> WHAT TO WORK ON
Revise the lines below by changing every "Provide x and y for each instance" to "Give x and y for every instance", leaving all other text unchanged.

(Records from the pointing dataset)
=-=-=-=-=

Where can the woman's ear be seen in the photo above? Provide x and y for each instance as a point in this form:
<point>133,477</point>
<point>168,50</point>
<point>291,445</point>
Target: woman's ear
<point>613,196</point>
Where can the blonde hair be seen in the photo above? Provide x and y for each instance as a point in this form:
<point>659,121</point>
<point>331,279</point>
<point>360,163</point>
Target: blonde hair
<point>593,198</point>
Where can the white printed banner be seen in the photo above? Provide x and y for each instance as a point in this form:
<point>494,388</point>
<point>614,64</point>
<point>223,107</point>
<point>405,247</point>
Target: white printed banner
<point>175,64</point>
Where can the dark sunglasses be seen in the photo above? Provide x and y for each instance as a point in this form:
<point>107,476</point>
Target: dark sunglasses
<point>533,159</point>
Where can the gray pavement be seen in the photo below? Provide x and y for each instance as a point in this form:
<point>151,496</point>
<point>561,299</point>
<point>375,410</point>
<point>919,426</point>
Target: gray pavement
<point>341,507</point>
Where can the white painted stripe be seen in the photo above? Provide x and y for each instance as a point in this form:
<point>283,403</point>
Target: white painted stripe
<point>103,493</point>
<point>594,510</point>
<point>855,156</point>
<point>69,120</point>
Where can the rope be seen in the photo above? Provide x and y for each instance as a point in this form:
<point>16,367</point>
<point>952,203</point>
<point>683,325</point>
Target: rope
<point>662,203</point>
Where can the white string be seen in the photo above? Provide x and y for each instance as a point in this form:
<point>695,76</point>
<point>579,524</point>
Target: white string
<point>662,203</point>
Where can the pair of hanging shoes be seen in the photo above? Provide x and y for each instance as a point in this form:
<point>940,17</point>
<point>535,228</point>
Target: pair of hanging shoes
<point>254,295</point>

=-=-=-=-=

> WRITTEN SOLUTION
Where can the woman's ear be seen in the photo above? Give x and y for every instance as a point in this form:
<point>133,477</point>
<point>168,50</point>
<point>291,445</point>
Target: woman's ear
<point>613,196</point>
Where can the blonde hair be seen in the photo above? Give x and y for every instance as a point in this form:
<point>659,121</point>
<point>331,279</point>
<point>360,163</point>
Target: blonde hair
<point>593,198</point>
Where can the white printed banner be seen in the photo above? Give x and y for every instance as a point in this form:
<point>494,388</point>
<point>614,64</point>
<point>223,107</point>
<point>405,247</point>
Target: white printed banner
<point>175,64</point>
Where can the dark sunglasses be seen in the photo above? Give x and y for every instance as a point in this form:
<point>107,476</point>
Target: dark sunglasses
<point>533,159</point>
Where can the gray pavement be seen in the photo below? Give x and y for every instance as a point in this form:
<point>151,496</point>
<point>561,299</point>
<point>375,410</point>
<point>919,426</point>
Target: gray pavement
<point>341,507</point>
Where can the white painted stripe be seen in the photo above? Give x and y for every instance as a point in this form:
<point>283,403</point>
Target: white painted stripe
<point>103,493</point>
<point>594,510</point>
<point>855,156</point>
<point>69,120</point>
Where can the rope be seen in the photo above? Give x and y for every instance as a point in this form:
<point>16,367</point>
<point>952,203</point>
<point>683,325</point>
Target: rope
<point>662,203</point>
Where can the white string be seen in the photo above? Give x and y for every instance as a point in this form:
<point>695,76</point>
<point>579,524</point>
Target: white string
<point>662,203</point>
Where can the pair of hanging shoes be seen in the photo above? Give x and y for every instance as a point in this form:
<point>940,17</point>
<point>535,228</point>
Target: pair of hanging shoes
<point>254,295</point>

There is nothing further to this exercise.